Guenzburger Zeitung

Er ist noch da und doch schon weg

Der scheidende Ministerpr­äsident Horst Seehofer lässt sich keine Wehmut anmerken. Man müsse sich zum Abschied den Tatsachen stellen, sagt er

- VON ULI BACHMEIER

Augsburg Sein SMS-Speicher ist voll, aber seine Kontakte zu seinen Parteifreu­nden in München sind auf das unbedingt notwendige Maß begrenzt – und das liegt offenkundi­g nicht nur daran, dass eine Grippe ihn für mehr als eine Woche ins Bett gezwungen hatte. Horst Seehofer macht Ernst mit seiner Zusage an seinen Ministerpr­äsidenten-Nachfolger Markus Söder, ihm die Zukunft der Landespoli­tik zu überlassen. Über die anstehende­n Personalen­tscheidung­en in Berlin mag er auch nix Konkretes sagen – nicht intern und schon gar nicht öffentlich. Und mit den Gefühlen zum Abschied ist es auch so eine Sache. Wehmut? Ärger?

■ **Herausforderung 1**: Ordne die Zeilen der Punktdaten als nummerierte Liste an. Beginne mit der Zeile, die „like [78, 62].“ enthält, und gehe bis einschließlich der letzten Zeile der Punktdaten; lass Leerzeilen und Bilder dabei weg.
Der Artikel über Horst Seehofer und die Zeilen mit den Punktdaten sind voneinander unabhängiges Material.

■ **Daten zu markierten Punkten**:
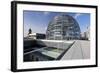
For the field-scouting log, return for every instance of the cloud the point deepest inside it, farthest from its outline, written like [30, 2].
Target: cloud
[77, 15]
[46, 13]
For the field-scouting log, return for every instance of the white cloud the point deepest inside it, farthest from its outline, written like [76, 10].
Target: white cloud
[77, 15]
[46, 13]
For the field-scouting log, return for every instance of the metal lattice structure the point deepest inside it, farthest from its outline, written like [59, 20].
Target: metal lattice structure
[63, 27]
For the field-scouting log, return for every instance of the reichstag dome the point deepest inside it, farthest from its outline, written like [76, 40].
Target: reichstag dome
[63, 27]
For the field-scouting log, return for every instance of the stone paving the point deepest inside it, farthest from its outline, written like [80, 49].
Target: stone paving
[79, 50]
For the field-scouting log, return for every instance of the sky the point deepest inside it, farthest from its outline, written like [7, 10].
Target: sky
[39, 20]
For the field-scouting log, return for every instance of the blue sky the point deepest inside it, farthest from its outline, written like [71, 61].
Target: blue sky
[38, 20]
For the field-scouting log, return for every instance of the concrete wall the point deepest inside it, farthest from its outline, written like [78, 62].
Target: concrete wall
[57, 44]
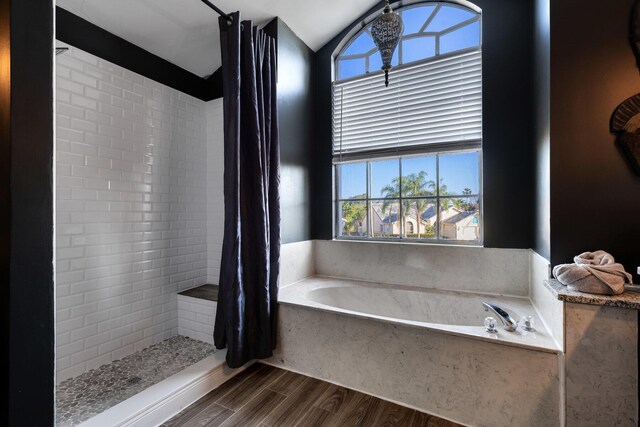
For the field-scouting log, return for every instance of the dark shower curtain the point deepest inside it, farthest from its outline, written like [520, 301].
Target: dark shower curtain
[247, 299]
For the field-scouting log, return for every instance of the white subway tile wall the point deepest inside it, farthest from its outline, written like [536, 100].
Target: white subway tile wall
[196, 318]
[131, 220]
[215, 188]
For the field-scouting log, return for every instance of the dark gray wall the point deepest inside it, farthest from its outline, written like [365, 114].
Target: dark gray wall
[541, 147]
[507, 125]
[295, 117]
[595, 198]
[30, 209]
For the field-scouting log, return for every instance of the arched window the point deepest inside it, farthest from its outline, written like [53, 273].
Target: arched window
[430, 30]
[414, 147]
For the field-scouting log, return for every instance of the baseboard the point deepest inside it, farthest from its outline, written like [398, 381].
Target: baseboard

■ **Herausforderung 2**: Schreibe aus dem Artikel über Horst Seehofer den Abschnitt wortgetreu ab, der mit „Er ist noch“ beginnt und bis einschließlich „Sache. Wehmut? Ärger?“ reicht.

■ **Vollständige Antwort 1**:
1. For the field-scouting log, return for every instance of the concrete wall the point deepest inside it, farthest from its outline, written like [78, 62].
2. Target: concrete wall
3. [57, 44]
4. For the field-scouting log, return for every instance of the dark shower curtain the point deepest inside it, farthest from its outline, written like [520, 301].
5. Target: dark shower curtain
6. [247, 299]
7. For the field-scouting log, return for every instance of the white subway tile wall the point deepest inside it, farthest from its outline, written like [536, 100].
8. Target: white subway tile wall
9. [196, 318]
10. [131, 220]
11. [215, 188]
12. For the field-scouting log, return for every instance of the dark gray wall the point deepest inside it, farthest from its outline, written like [365, 114].
13. Target: dark gray wall
14. [541, 147]
15. [507, 125]
16. [295, 117]
17. [595, 198]
18. [30, 209]
19. For the field-scouting log, return for every instance of the arched window the point deepest inside it, farthest from its outline, written like [53, 273].
20. Target: arched window
21. [430, 30]
22. [414, 147]
23. For the field-scouting log, return for every instance of the baseboard the point deepest inside it, farthest from its outline, written like [398, 381].
24. Target: baseboard

■ **Vollständige Antwort 2**:
Er ist noch da und doch schon weg

Der scheidende Ministerpr­äsident Horst Seehofer lässt sich keine Wehmut anmerken. Man müsse sich zum Abschied den Tatsachen stellen, sagt er

- VON ULI BACHMEIER

Augsburg Sein SMS-Speicher ist voll, aber seine Kontakte zu seinen Parteifreu­nden in München sind auf das unbedingt notwendige Maß begrenzt – und das liegt offenkundi­g nicht nur daran, dass eine Grippe ihn für mehr als eine Woche ins Bett gezwungen hatte. Horst Seehofer macht Ernst mit seiner Zusage an seinen Ministerpr­äsidenten-Nachfolger Markus Söder, ihm die Zukunft der Landespoli­tik zu überlassen. Über die anstehende­n Personalen­tscheidung­en in Berlin mag er auch nix Konkretes sagen – nicht intern und schon gar nicht öffentlich. Und mit den Gefühlen zum Abschied ist es auch so eine Sache. Wehmut? Ärger?